## What is being asked
Reproduce verbatim the rows from the line containing "[spot] the woman" through the final line of the rows, with both of those lines included.

Part of a data file:

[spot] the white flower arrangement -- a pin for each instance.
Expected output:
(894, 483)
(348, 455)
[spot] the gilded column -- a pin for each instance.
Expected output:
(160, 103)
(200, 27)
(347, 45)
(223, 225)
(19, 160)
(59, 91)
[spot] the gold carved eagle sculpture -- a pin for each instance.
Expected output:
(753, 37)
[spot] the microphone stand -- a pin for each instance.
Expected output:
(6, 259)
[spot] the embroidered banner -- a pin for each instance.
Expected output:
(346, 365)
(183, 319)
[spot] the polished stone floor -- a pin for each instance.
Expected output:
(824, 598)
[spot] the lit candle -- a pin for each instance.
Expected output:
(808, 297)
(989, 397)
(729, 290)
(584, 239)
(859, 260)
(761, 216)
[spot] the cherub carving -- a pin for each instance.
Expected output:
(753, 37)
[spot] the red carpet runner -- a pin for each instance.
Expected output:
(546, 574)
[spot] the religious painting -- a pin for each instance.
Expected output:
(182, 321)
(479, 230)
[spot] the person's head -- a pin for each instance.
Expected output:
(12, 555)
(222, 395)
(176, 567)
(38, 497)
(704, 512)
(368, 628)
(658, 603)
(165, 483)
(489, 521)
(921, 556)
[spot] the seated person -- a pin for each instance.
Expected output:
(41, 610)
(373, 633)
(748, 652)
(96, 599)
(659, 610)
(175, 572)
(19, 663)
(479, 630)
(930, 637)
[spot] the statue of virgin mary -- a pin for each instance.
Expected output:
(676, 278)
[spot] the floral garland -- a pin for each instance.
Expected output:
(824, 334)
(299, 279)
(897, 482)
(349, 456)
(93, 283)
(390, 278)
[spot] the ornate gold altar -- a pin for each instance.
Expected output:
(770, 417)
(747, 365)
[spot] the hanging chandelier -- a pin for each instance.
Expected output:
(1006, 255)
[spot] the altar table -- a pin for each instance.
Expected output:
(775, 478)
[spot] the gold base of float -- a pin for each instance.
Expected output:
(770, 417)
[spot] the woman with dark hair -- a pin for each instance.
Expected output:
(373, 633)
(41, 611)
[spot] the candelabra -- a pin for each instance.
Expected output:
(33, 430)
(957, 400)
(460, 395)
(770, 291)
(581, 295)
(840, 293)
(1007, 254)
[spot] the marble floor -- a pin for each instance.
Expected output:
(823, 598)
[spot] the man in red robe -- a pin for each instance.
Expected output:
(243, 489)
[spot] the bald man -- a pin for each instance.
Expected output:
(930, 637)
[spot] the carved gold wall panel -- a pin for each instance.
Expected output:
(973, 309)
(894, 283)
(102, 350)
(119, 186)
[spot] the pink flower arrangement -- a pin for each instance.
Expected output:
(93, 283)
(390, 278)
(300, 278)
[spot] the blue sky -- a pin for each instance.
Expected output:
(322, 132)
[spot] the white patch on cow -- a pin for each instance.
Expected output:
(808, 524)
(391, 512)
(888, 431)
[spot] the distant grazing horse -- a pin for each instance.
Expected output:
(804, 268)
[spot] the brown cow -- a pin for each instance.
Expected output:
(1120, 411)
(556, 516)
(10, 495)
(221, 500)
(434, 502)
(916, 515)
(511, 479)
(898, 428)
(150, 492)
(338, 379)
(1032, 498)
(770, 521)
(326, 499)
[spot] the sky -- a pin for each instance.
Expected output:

## Solution
[spot] the woman with dark hair -- a pin for each instance.
Expected output:
(373, 633)
(41, 611)
[spot] the candelabra -- a pin for each instance.
Expected output:
(33, 430)
(957, 400)
(460, 395)
(770, 291)
(581, 295)
(840, 293)
(1007, 254)
[spot] the marble floor -- a pin for each instance.
Expected output:
(823, 598)
[spot] the man in red robe -- a pin for each instance.
Expected output:
(243, 489)
[spot] the bald man -- a pin for each instance.
Expected output:
(930, 637)
[spot] the carved gold wall panel -- a pin for each instance.
Expected output:
(973, 309)
(894, 283)
(102, 350)
(119, 186)
[spot] the pink flower arrangement -- a pin for each instance.
Expected output:
(93, 283)
(390, 278)
(300, 278)
[spot] the blue sky -- a pin for each instance.
Expected output:
(322, 132)
[spot] the white patch on cow -- a pin for each instance.
Expected output:
(808, 524)
(391, 512)
(888, 431)
[spot] the distant grazing horse -- a pin for each instance.
Expected output:
(804, 268)
[spot] the brown cow -- a pin for each instance.
Expected output:
(1120, 411)
(556, 516)
(10, 495)
(221, 500)
(434, 502)
(916, 515)
(511, 479)
(898, 428)
(150, 492)
(338, 379)
(1032, 498)
(770, 521)
(326, 499)
[spot] the sky -- a pin for each instance.
Expected output:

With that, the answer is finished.